• _RECORDS SUPPLIED_
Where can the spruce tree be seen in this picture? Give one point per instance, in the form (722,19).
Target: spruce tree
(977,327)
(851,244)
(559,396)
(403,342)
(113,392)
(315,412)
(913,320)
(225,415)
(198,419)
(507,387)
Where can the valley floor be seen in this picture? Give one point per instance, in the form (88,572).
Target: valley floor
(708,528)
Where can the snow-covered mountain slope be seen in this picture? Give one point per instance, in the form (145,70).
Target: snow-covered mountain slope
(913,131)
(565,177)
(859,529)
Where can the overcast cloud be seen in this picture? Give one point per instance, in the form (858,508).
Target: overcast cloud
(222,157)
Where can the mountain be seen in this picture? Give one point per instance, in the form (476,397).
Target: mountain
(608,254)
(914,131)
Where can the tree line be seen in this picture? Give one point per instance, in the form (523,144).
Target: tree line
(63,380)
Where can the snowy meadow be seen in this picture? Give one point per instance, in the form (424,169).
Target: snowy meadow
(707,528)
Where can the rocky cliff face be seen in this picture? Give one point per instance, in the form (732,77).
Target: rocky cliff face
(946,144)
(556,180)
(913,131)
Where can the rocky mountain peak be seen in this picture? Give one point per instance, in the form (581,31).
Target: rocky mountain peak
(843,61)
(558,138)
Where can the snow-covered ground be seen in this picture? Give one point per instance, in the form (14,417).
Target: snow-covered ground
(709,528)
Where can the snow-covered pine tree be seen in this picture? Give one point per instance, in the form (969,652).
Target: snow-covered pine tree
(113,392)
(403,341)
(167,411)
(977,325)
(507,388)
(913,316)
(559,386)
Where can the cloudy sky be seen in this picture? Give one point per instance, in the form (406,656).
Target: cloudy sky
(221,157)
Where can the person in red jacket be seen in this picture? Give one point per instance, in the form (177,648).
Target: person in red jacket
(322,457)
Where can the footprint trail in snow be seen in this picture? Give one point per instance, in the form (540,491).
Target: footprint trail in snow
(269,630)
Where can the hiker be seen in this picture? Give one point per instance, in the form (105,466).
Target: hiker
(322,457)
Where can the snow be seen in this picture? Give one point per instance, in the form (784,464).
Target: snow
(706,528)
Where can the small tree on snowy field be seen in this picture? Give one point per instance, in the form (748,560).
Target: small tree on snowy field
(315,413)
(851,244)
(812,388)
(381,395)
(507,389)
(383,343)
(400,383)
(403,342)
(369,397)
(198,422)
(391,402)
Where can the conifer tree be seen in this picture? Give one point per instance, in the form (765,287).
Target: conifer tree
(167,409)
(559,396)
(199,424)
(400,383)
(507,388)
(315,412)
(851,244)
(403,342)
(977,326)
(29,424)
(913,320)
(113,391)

* * *

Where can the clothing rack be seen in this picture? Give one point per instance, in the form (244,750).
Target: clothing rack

• _REQUIREMENT_
Please tally how many lines of the items above contain the string "cliff" and reply with only that number.

• _WRITTEN SOLUTION_
2